In the rows below, change "red sofa" to "green armchair" wherever it appears, keep every other word the same, and write the rows out again without the pictures.

* * *

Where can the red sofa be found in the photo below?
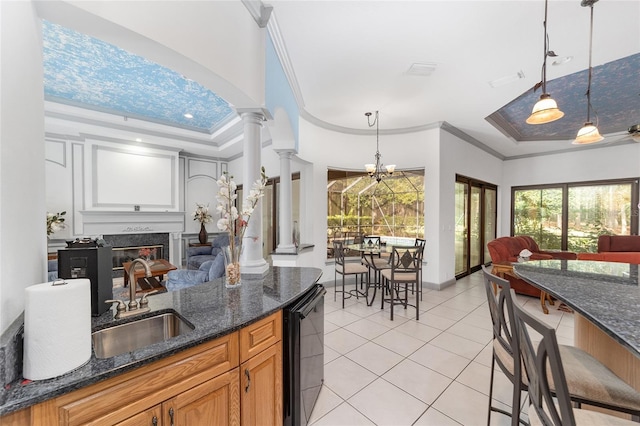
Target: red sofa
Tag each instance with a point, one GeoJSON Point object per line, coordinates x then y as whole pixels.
{"type": "Point", "coordinates": [616, 248]}
{"type": "Point", "coordinates": [507, 249]}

* * *

▶ [Right answer]
Where can the green armchair be found in the photo below?
Target: green armchair
Tag each instance with a point, one GeoJSON Point object per line, coordinates x then y as whole pixels.
{"type": "Point", "coordinates": [616, 248]}
{"type": "Point", "coordinates": [507, 249]}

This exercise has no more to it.